## Work required
Turn every line of the items below into a numbered list, omitting any blank lines.
[Begin Listed entries]
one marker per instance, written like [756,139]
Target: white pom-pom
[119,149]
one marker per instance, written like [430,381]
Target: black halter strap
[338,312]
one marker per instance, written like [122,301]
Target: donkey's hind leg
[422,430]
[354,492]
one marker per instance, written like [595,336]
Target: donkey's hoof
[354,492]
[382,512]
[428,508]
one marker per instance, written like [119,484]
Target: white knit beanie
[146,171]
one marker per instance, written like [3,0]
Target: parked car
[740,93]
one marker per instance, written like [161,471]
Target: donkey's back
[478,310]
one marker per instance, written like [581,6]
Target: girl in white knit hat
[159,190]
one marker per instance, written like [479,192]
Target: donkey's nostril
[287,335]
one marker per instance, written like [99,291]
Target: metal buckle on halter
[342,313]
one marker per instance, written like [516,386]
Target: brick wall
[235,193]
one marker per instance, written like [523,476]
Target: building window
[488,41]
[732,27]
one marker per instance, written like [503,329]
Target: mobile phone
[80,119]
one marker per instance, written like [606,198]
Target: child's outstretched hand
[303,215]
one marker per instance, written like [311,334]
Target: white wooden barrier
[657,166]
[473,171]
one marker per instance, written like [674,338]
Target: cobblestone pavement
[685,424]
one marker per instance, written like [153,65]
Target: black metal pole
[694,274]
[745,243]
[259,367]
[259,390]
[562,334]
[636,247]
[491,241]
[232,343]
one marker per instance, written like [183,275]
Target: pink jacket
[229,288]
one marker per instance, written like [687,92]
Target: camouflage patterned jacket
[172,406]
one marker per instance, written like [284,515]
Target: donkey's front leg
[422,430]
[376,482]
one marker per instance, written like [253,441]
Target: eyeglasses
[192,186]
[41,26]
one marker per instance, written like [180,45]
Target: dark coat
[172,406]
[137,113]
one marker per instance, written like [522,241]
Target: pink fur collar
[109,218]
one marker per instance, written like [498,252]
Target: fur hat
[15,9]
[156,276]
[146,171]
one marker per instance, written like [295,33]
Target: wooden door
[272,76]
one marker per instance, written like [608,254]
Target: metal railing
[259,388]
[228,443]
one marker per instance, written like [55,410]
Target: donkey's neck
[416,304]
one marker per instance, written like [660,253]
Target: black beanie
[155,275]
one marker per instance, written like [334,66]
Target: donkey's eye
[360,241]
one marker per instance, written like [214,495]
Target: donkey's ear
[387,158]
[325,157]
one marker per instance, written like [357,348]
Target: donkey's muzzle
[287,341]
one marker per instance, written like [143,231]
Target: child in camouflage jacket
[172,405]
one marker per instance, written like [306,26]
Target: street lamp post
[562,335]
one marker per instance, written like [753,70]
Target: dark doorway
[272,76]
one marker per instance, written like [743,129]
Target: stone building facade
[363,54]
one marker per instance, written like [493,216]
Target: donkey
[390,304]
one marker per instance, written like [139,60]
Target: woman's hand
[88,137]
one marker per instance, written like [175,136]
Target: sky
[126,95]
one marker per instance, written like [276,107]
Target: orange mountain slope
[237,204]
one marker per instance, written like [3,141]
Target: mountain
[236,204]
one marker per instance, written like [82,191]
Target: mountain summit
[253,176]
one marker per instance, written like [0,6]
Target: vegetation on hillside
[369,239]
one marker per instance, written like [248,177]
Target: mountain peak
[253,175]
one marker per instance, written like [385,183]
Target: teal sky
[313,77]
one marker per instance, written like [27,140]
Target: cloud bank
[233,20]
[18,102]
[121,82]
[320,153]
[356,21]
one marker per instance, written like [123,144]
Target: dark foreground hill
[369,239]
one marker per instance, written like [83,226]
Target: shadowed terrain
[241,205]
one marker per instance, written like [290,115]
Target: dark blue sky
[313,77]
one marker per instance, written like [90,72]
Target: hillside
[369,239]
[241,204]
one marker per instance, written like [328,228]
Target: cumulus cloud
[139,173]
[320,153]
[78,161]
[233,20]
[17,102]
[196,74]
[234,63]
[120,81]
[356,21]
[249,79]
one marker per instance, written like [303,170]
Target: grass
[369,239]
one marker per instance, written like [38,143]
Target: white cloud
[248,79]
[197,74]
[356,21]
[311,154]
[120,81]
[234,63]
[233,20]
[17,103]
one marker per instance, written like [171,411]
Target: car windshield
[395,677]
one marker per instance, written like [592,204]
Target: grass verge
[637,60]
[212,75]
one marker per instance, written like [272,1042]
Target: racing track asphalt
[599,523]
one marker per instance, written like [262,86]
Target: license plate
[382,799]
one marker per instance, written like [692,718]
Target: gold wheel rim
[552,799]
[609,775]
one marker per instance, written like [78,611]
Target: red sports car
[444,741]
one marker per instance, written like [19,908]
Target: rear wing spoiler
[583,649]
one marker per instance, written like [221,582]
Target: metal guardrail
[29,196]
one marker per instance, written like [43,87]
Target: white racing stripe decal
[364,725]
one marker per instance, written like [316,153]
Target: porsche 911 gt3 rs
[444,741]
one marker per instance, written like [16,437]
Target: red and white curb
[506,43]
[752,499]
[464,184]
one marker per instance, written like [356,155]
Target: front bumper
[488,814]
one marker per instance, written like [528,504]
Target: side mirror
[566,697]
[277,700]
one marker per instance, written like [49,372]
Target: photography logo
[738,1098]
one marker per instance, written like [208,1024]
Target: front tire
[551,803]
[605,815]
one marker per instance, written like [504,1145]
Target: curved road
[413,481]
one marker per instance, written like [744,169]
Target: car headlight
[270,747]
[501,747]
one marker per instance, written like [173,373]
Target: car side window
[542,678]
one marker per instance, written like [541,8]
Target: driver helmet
[End Listed entries]
## Result for this exercise
1. one marker per instance, written like [756,139]
2. Target: white pom-pom
3. [119,149]
4. one marker per instance, written like [430,381]
5. Target: black halter strap
6. [338,312]
7. one marker per instance, written like [122,301]
8. Target: donkey's hind leg
9. [422,430]
10. [354,492]
11. one marker per instance, written like [595,336]
12. Target: donkey's hoof
13. [354,492]
14. [382,512]
15. [428,508]
16. one marker per instance, written like [119,484]
17. Target: white knit beanie
18. [146,171]
19. one marker per instance, written like [3,0]
20. Target: parked car
21. [740,93]
22. one marker per instance, written like [161,471]
23. Target: donkey's back
24. [478,310]
25. one marker per instance, written like [581,6]
26. Target: girl in white knit hat
27. [159,190]
28. one marker per instance, written like [479,192]
29. Target: donkey's nostril
30. [287,335]
31. one marker per instance, written like [99,291]
32. Target: metal buckle on halter
33. [342,313]
34. one marker per instance, written like [516,386]
35. Target: brick wall
36. [235,193]
37. one marker per instance, written like [523,476]
38. Target: building window
39. [488,41]
40. [732,27]
41. one marker per instance, written like [503,329]
42. Target: mobile phone
43. [80,119]
44. one marker per instance, written like [606,198]
45. Target: child's outstretched hand
46. [303,215]
47. one marker per instance, written like [311,334]
48. Target: white wooden barrier
49. [657,166]
50. [473,171]
51. one marker per instance, written like [674,338]
52. Target: cobblestone pavement
53. [685,424]
54. one marker per instance, written like [153,65]
55. Target: black metal pole
56. [694,274]
57. [745,243]
58. [259,367]
59. [259,390]
60. [562,334]
61. [636,247]
62. [491,241]
63. [232,343]
64. one marker per instance, written like [183,275]
65. Target: pink jacket
66. [229,288]
67. one marker per instance, written like [687,92]
68. Target: camouflage patterned jacket
69. [172,406]
70. one marker per instance, written like [284,515]
71. Target: donkey's front leg
72. [422,430]
73. [376,482]
74. one marker per instance, written like [253,441]
75. Target: eyeglasses
76. [192,186]
77. [41,26]
78. one marker per instance, written like [180,45]
79. Target: dark coat
80. [172,406]
81. [137,113]
82. one marker per instance, written like [522,241]
83. Target: pink fur collar
84. [109,218]
85. one marker per instance, written like [498,252]
86. Target: fur hat
87. [15,9]
88. [156,276]
89. [146,171]
90. one marker per instance, written like [295,33]
91. Target: wooden door
92. [272,76]
93. one marker per instance, written like [608,254]
94. Target: metal railing
95. [259,388]
96. [228,443]
97. one marker per instance, written like [55,410]
98. Target: donkey's neck
99. [416,304]
100. one marker per instance, written like [660,253]
101. Target: black beanie
102. [155,275]
103. one marker per instance, written like [334,66]
104. Target: donkey's eye
105. [360,241]
106. one marker per instance, written like [214,495]
107. Target: donkey's ear
108. [387,158]
109. [325,157]
110. one marker per instance, written like [357,348]
111. Target: donkey's muzzle
112. [287,341]
113. one marker per instance, written like [143,231]
114. Target: child in camouflage jacket
115. [172,405]
116. one marker per instance, written like [306,26]
117. Target: street lamp post
118. [562,335]
119. one marker per instance, written like [753,70]
120. Target: dark doorway
121. [272,76]
122. one marker per instance, written like [743,129]
123. Target: stone building facade
124. [363,54]
125. one marker per instance, written like [493,216]
126. Target: donkey
127. [390,304]
128. one marker per instance, written like [139,60]
129. Target: woman's hand
130. [88,137]
131. one marker per instance, written like [175,136]
132. Target: sky
133. [126,95]
134. one marker per instance, written like [276,107]
135. Target: orange mountain slope
136. [237,204]
137. one marker per instance, written like [3,141]
138. Target: mountain
139. [236,204]
140. one marker per instance, written like [82,191]
141. Target: mountain summit
142. [253,176]
143. one marker per instance, written like [0,6]
144. Target: vegetation on hillside
145. [369,239]
146. one marker per instance, written like [248,177]
147. Target: mountain peak
148. [253,175]
149. one marker per instance, written like [385,183]
150. Target: teal sky
151. [313,77]
152. one marker per instance, written like [27,140]
153. Target: cloud bank
154. [233,20]
155. [18,102]
156. [121,82]
157. [320,153]
158. [356,21]
159. one marker per instance, written like [123,144]
160. Target: dark foreground hill
161. [369,239]
162. one marker per instance, written like [83,226]
163. Target: shadowed terrain
164. [241,205]
165. one marker per instance, written like [290,115]
166. Target: dark blue sky
167. [313,77]
168. one marker per instance, written like [90,72]
169. Target: hillside
170. [369,239]
171. [241,204]
172. one marker per instance, written like [328,228]
173. Target: cumulus cloud
174. [139,173]
175. [320,153]
176. [78,161]
177. [233,20]
178. [17,102]
179. [196,74]
180. [234,63]
181. [120,81]
182. [356,21]
183. [249,79]
184. one marker per instance, written like [303,170]
185. Target: grass
186. [369,239]
187. one marker per instance, written like [38,143]
188. Target: white cloud
189. [248,79]
190. [197,74]
191. [356,21]
192. [311,154]
193. [120,81]
194. [234,63]
195. [233,20]
196. [17,103]
197. one marker per instance, written like [171,411]
198. Target: car windshield
199. [395,677]
200. one marker per instance, written like [592,204]
201. Target: grass verge
202. [637,60]
203. [212,75]
204. one marker per instance, written like [272,1042]
205. Target: racing track asphalt
206. [599,523]
207. one marker per instance, written like [262,86]
208. Target: license plate
209. [382,799]
210. one marker per instance, written like [692,718]
211. Target: gold wheel rim
212. [552,799]
213. [609,775]
214. one marker per instance, written like [78,611]
215. Target: red sports car
216. [444,741]
217. one marker per instance, written like [19,908]
218. Target: rear wing spoiler
219. [583,649]
220. one marker per instance, written like [221,582]
221. Target: metal guardrail
222. [29,196]
223. one marker per instance, written like [43,87]
224. Target: white racing stripe decal
225. [364,725]
226. one marker per instance, written like [316,153]
227. Target: porsche 911 gt3 rs
228. [444,741]
229. one marker per instance, written like [16,437]
230. Target: red and white curb
231. [506,43]
232. [752,499]
233. [464,184]
234. one marker per instance, written like [356,155]
235. Target: front bumper
236. [488,814]
237. one marker per instance, written like [528,504]
238. Target: side mirror
239. [566,697]
240. [277,700]
241. one marker per instance, written like [49,372]
242. Target: photography logo
243. [738,1098]
244. one marker per instance, written like [208,1024]
245. Target: front tire
246. [551,803]
247. [605,815]
248. one marker per instance, written like [504,1145]
249. Target: curved road
250. [413,481]
251. one marker per instance, written like [744,169]
252. Target: car headlight
253. [270,747]
254. [501,747]
255. one marker per instance, written like [173,373]
256. Target: car side window
257. [542,678]
258. one marker per instance, written like [541,8]
259. Target: driver helmet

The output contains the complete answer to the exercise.